• WORK INSTRUCTIONS:
Write out every record again, exactly.

--*--

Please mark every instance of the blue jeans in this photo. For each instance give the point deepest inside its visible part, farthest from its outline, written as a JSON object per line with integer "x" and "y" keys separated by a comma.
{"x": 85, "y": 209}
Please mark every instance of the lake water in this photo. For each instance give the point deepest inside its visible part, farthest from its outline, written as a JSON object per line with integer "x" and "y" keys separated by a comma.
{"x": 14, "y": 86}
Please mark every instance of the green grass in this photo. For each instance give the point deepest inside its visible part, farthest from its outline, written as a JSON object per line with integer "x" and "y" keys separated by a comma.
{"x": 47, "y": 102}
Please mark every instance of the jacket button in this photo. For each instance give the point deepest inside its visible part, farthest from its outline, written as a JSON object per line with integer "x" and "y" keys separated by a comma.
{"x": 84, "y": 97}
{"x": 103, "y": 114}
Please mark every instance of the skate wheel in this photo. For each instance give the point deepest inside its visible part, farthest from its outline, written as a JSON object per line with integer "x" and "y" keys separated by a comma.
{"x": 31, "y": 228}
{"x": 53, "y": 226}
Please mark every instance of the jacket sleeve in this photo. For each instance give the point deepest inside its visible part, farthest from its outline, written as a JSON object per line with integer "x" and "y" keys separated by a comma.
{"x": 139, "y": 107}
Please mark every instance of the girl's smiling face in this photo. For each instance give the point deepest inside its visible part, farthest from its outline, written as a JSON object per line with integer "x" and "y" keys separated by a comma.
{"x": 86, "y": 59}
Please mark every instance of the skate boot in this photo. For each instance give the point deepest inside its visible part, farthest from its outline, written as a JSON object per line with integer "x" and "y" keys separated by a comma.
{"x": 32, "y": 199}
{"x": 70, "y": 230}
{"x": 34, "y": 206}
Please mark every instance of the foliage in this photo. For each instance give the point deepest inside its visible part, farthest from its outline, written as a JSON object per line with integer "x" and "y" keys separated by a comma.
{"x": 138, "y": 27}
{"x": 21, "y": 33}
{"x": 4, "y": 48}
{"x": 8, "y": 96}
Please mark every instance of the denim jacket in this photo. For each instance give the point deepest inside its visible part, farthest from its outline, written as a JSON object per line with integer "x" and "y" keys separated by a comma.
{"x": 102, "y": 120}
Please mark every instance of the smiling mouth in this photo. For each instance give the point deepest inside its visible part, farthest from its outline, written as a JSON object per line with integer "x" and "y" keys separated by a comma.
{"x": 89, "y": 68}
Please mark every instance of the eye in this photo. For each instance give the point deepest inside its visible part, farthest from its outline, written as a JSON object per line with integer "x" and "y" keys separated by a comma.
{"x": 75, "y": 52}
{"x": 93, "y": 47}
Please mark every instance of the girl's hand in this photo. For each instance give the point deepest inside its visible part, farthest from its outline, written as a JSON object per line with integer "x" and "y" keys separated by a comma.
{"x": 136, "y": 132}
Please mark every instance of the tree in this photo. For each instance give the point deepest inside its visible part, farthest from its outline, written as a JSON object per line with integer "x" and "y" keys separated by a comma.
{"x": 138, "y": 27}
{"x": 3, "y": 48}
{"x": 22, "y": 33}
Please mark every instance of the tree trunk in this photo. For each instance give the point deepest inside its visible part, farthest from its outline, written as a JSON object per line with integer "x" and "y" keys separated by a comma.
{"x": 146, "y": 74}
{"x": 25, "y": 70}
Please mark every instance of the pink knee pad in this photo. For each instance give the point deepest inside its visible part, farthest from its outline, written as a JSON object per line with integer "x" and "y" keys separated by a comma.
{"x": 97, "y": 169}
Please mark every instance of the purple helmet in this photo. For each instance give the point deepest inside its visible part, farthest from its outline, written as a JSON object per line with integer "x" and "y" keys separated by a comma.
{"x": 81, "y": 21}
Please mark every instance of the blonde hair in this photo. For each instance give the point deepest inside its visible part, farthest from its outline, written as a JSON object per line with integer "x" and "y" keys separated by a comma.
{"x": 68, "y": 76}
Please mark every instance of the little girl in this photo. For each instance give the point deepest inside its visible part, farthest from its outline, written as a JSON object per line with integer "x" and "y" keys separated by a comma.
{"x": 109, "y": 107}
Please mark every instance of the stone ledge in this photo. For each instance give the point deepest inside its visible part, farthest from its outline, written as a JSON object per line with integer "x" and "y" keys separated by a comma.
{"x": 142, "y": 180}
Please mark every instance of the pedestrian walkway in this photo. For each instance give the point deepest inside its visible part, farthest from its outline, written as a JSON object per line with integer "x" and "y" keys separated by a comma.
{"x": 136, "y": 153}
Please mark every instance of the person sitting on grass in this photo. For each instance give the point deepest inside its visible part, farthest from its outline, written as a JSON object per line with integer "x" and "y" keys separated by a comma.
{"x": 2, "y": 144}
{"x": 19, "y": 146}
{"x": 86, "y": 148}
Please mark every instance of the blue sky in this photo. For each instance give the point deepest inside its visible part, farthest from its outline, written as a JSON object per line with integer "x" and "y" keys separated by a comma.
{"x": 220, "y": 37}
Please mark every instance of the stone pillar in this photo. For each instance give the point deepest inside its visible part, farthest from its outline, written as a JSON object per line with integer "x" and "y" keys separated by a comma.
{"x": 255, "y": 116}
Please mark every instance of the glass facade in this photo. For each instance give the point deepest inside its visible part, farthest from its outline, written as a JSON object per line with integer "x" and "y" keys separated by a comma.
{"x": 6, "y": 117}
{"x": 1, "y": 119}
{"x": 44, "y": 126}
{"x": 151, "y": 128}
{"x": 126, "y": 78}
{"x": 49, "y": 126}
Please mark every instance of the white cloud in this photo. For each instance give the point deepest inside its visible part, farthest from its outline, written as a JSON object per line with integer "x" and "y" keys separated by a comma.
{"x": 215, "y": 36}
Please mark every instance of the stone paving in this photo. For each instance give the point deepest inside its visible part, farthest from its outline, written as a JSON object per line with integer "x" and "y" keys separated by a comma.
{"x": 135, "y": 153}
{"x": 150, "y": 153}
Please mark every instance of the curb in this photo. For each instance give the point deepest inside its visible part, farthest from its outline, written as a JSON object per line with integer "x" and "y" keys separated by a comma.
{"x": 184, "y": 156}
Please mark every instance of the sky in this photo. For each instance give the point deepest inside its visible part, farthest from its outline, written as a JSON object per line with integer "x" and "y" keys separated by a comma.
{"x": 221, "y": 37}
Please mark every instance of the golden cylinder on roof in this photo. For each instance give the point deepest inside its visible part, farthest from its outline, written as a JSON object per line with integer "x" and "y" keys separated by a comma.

--*--

• REPLY TO THE TASK:
Please mark every instance of the blue jeans in this photo. For each instance give the point deepest inside its visible part, farthest from its outline, written as a JSON object per line with integer "x" and "y" keys separated by a comma.
{"x": 85, "y": 209}
Please mark every instance of the lake water in this photo. For each instance give the point deepest inside its visible part, farthest from its outline, written as a JSON object per line with integer "x" and "y" keys separated by a comma.
{"x": 14, "y": 86}
Please mark every instance of the green grass in this photo. For each instance give the point deepest inside its visible part, farthest from its outline, written as a JSON object per line with integer "x" and "y" keys separated by a comma.
{"x": 47, "y": 102}
Please mark every instance of the jacket button in this photo. For each instance give the point deepest inside its visible part, farthest from its outline, written as a JSON object per line with integer "x" and "y" keys separated by a comma.
{"x": 84, "y": 97}
{"x": 103, "y": 114}
Please mark every instance of the skate wheel in this photo. For each instance give the point deepest inside its visible part, farthest from its outline, written as a JSON object per line with integer "x" and "y" keys separated by a comma.
{"x": 31, "y": 228}
{"x": 53, "y": 226}
Please mark every instance of the jacket sleeve in this photo. For each instance give the point deepest inside its visible part, farthest from its outline, written as a JSON object per line with integer "x" and "y" keys separated by a comma.
{"x": 139, "y": 107}
Please mark every instance of the girl's smiling face in this photo. For each instance give the point deepest inside its visible part, farthest from its outline, written as a JSON object per line with integer "x" and "y" keys separated by a comma.
{"x": 86, "y": 59}
Please mark every instance of the skate boot in this photo. For each instance give the point deepest inside its visible part, farthest from its outline, written as a JSON object per line with integer "x" and "y" keys separated by a comma.
{"x": 32, "y": 199}
{"x": 70, "y": 230}
{"x": 34, "y": 206}
Please mark every instance of the foliage in this photo. For each instance give the point deepest inside its visible part, farthest from its outline, written as a JSON object per line with integer "x" and "y" keys separated by a comma.
{"x": 138, "y": 27}
{"x": 21, "y": 33}
{"x": 4, "y": 48}
{"x": 8, "y": 96}
Please mark every instance of the denim jacket in this photo. For each instance give the point deepest inside its visible part, farthest from its outline, written as a JSON object per line with integer "x" and "y" keys separated by a comma.
{"x": 102, "y": 120}
Please mark every instance of the smiling mouth in this photo. For each instance give the point deepest inside its visible part, farthest from its outline, written as a JSON object per line with integer "x" and "y" keys separated by a comma.
{"x": 89, "y": 68}
Please mark every instance of the eye in this photo. For each instance give the point deepest inside its visible part, farthest from its outline, written as a JSON object per line with integer "x" and "y" keys separated by a comma.
{"x": 75, "y": 52}
{"x": 93, "y": 47}
Please mark every instance of the girl's hand in this photo. For each instance give the point deepest inside its visible part, farthest from its outline, written as a JSON object per line with integer "x" and "y" keys separated by a comma.
{"x": 136, "y": 132}
Please mark every instance of the tree in this photo. For each instance give the point deepest inside its visible part, farthest from its outline, written as a JSON object per line with integer "x" and "y" keys separated by a comma.
{"x": 138, "y": 27}
{"x": 3, "y": 48}
{"x": 22, "y": 33}
Please mark every instance of the tree trunk in this photo. For each instance give the point deepest inside its visible part, farthest from its outline, written as a JSON object per line with integer "x" and "y" keys separated by a comma.
{"x": 146, "y": 74}
{"x": 25, "y": 70}
Please mark every instance of the pink knee pad in this photo. For each instance give the point deepest inside its visible part, farthest from its outline, written as a JSON object per line with integer "x" and "y" keys separated by a comma.
{"x": 97, "y": 169}
Please mark every instance of the purple helmet in this photo. For each instance give the point deepest inside its visible part, farthest from its outline, written as a JSON object per line with integer "x" and "y" keys separated by a comma.
{"x": 81, "y": 21}
Please mark every instance of the blonde hair in this photo. For each instance give the point deepest inside its visible part, farthest from its outline, written as a JSON object per line with integer "x" and "y" keys separated by a comma.
{"x": 68, "y": 76}
Please mark every instance of the little girl in this photo. For each instance give the point deepest inside its visible part, farthest from its outline, written as a JSON object per line with integer "x" and "y" keys separated by a comma.
{"x": 109, "y": 107}
Please mark every instance of the stone ledge in this photo. For each instance give the point deepest inside its visible part, farthest from its outline, written as a JSON object per line with integer "x" and "y" keys separated by a comma.
{"x": 142, "y": 180}
Please mark every instance of the pedestrian walkway in this photo. For each instance give the point deepest inside its visible part, farthest from its outline, written as a JSON object per line with integer "x" and "y" keys separated by a comma.
{"x": 136, "y": 153}
Please mark every instance of the person sitting on grass in this photo. For each instance give the point deepest inside its visible part, farthest from its outline, written as a JSON object per line with integer "x" and "y" keys separated by a comma.
{"x": 2, "y": 144}
{"x": 19, "y": 146}
{"x": 86, "y": 148}
Please mark every instance of the blue sky in this photo. For each instance give the point deepest inside its visible part, farthest from its outline, written as a JSON object per line with integer "x" and "y" keys separated by a comma.
{"x": 220, "y": 37}
Please mark every instance of the stone pillar in this photo. For each instance give the point deepest inside its visible part, farthest from its outline, written as a JSON object per line with integer "x" and "y" keys separated by a comma.
{"x": 255, "y": 116}
Please mark every instance of the glass facade in this photo. For each instance give the point deepest inside its visible part, farthest from its outline, written as a JSON object per line with integer "x" and "y" keys separated by a comma.
{"x": 6, "y": 117}
{"x": 1, "y": 119}
{"x": 44, "y": 126}
{"x": 151, "y": 128}
{"x": 126, "y": 78}
{"x": 49, "y": 126}
Please mark every instance of the white cloud in this photo. For each instance give the point deepest inside its visible part, farthest from its outline, written as a JSON object per line with integer "x" and "y" keys separated by a comma.
{"x": 215, "y": 36}
Please mark every instance of the stone paving in this photo. For each instance give the point deepest inside its visible part, farthest from its outline, written as a JSON object per line with integer "x" and "y" keys separated by a comma.
{"x": 135, "y": 153}
{"x": 150, "y": 153}
Please mark every instance of the curb in this photo. For each instance give the point deepest inside its visible part, farthest from its outline, written as a JSON object per line with integer "x" and "y" keys separated by a comma.
{"x": 184, "y": 156}
Please mark every instance of the sky in this photo. For each instance give the point deepest inside its visible part, farthest from its outline, written as a JSON object per line with integer "x" and "y" keys separated by a comma.
{"x": 221, "y": 37}
Please mark every instance of the golden cylinder on roof in this photo. For each instance give the point deepest inside its visible part, farthest from its outline, written as a JSON object per line with integer "x" and "y" keys separated by a comma.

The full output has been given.